State how many lines in the entries below contain the string "green", counting case-sensitively, and give only the number.

*** ENTRIES PROVIDED

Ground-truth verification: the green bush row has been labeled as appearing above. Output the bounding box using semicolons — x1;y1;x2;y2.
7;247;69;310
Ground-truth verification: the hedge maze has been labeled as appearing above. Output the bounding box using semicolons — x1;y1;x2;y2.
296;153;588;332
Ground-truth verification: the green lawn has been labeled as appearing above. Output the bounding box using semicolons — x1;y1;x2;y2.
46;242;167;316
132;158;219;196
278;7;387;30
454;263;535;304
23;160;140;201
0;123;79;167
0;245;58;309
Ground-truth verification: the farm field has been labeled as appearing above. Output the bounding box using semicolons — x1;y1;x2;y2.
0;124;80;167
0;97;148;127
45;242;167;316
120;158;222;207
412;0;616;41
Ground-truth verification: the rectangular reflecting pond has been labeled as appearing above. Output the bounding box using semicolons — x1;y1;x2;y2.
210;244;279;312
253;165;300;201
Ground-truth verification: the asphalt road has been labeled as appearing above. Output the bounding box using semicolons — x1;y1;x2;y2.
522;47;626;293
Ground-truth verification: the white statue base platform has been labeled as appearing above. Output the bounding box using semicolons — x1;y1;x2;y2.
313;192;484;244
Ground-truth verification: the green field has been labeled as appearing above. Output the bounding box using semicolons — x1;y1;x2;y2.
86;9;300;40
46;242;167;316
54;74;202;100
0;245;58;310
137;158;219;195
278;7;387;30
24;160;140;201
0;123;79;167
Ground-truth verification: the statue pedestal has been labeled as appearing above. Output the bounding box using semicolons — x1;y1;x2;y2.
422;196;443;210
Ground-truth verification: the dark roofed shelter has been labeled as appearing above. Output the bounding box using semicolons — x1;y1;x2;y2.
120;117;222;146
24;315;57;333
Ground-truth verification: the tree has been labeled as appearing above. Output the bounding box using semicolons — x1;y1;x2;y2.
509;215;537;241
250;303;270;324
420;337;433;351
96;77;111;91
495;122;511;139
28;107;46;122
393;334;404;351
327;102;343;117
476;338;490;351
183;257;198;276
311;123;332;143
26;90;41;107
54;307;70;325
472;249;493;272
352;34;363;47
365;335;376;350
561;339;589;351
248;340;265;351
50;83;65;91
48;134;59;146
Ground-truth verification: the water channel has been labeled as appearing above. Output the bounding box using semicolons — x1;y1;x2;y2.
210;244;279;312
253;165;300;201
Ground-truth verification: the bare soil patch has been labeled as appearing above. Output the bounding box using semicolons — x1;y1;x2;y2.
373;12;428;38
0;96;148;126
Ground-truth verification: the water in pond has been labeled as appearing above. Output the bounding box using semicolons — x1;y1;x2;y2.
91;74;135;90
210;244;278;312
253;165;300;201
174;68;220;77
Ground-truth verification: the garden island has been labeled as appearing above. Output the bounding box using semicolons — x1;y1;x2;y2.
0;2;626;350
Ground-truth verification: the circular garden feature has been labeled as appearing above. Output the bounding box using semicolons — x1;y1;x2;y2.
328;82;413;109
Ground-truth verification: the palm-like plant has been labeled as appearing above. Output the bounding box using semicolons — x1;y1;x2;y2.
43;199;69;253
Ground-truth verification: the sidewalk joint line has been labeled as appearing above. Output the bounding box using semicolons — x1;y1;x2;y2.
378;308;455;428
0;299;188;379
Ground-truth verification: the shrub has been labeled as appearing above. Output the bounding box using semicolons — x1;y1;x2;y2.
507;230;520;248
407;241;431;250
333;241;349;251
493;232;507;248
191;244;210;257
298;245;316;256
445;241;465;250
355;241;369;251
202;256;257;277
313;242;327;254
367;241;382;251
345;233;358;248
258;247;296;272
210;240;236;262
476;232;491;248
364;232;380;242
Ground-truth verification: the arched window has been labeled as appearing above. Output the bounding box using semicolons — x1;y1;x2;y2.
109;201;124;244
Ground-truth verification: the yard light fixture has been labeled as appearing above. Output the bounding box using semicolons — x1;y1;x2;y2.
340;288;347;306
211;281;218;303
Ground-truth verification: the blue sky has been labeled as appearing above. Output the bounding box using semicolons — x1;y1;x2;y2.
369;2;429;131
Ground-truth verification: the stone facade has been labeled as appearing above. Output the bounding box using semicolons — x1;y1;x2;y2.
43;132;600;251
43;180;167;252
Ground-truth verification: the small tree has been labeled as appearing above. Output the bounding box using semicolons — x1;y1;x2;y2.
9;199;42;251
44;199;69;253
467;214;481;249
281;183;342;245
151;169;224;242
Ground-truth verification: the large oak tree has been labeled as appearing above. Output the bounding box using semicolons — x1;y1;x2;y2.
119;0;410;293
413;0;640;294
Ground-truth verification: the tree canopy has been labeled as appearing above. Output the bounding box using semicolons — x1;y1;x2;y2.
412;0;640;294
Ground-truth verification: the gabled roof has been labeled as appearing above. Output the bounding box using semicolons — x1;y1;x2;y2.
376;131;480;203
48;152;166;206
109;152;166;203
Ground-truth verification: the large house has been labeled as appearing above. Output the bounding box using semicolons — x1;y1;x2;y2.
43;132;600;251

******

§ **CORRECT OUTPUT**: 3